## WHAT YOU SHOULD DO
Return the number of lines below with "this" in them, and nothing else.

## INPUT
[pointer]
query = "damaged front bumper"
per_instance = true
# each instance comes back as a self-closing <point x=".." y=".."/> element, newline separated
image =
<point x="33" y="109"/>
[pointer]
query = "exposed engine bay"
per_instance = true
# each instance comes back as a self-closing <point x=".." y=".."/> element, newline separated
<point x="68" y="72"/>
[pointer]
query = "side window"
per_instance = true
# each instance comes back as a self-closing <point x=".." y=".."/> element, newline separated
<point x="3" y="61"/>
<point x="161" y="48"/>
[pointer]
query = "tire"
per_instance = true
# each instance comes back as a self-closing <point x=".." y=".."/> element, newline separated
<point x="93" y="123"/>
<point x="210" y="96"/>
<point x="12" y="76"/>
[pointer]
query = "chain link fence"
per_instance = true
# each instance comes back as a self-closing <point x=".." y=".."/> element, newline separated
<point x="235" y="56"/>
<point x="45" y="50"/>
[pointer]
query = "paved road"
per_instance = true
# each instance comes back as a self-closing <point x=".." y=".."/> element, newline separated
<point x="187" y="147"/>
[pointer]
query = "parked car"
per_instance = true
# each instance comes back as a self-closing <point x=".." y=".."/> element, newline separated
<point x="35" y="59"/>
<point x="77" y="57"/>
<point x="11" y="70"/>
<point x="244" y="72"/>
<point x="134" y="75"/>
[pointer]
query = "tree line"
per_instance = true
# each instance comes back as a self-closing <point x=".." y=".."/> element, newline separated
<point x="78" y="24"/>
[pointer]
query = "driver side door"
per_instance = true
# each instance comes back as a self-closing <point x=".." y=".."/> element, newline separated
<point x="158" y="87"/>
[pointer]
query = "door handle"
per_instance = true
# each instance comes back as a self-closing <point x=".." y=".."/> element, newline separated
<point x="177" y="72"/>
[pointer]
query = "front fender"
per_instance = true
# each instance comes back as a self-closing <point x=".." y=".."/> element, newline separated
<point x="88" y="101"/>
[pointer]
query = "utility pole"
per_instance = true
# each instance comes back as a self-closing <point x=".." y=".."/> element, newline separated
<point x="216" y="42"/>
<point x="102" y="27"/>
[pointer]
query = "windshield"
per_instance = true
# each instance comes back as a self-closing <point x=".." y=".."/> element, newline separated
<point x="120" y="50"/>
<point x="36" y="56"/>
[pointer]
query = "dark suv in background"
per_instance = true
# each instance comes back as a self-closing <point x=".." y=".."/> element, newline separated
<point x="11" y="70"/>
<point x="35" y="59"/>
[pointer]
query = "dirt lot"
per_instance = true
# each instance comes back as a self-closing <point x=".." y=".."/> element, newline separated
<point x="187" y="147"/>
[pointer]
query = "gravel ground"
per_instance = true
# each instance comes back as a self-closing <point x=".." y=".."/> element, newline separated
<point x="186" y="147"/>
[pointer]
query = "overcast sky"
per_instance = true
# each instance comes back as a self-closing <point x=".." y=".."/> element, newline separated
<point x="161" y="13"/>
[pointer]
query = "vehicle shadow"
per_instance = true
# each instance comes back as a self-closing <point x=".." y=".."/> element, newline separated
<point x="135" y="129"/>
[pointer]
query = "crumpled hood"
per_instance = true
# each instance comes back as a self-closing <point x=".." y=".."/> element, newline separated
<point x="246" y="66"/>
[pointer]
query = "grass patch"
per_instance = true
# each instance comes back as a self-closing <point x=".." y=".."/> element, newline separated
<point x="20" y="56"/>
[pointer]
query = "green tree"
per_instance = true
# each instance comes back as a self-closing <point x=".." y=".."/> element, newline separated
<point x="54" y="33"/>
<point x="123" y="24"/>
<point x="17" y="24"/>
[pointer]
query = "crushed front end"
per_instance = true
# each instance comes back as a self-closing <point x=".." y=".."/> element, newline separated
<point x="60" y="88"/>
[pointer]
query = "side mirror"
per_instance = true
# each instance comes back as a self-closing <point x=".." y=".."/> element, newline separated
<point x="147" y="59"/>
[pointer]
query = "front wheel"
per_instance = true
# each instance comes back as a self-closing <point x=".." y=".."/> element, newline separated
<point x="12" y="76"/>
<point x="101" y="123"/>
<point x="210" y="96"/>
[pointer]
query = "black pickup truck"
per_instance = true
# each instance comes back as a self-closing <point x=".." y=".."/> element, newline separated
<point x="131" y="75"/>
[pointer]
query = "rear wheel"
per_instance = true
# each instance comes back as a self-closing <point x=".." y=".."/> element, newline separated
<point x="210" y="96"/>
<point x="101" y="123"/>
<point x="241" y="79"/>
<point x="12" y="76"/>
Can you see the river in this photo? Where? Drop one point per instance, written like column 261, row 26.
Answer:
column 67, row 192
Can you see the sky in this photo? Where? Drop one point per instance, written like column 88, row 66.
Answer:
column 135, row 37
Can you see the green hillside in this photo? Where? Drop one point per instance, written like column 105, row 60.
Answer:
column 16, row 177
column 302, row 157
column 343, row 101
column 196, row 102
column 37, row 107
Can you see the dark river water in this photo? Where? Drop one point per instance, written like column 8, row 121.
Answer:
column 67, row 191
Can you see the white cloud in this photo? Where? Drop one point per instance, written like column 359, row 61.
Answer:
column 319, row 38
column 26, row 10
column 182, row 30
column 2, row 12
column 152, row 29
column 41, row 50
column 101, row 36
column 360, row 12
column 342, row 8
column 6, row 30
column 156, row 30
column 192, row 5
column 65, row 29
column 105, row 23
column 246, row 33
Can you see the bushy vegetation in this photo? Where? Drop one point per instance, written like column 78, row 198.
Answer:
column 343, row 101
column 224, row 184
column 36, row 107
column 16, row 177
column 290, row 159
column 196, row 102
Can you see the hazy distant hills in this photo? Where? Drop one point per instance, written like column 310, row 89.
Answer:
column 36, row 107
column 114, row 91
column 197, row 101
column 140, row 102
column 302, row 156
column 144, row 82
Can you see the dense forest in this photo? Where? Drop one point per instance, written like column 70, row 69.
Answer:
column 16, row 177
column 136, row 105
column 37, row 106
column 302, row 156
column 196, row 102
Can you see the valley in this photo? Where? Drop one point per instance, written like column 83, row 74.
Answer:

## TASK ANSWER
9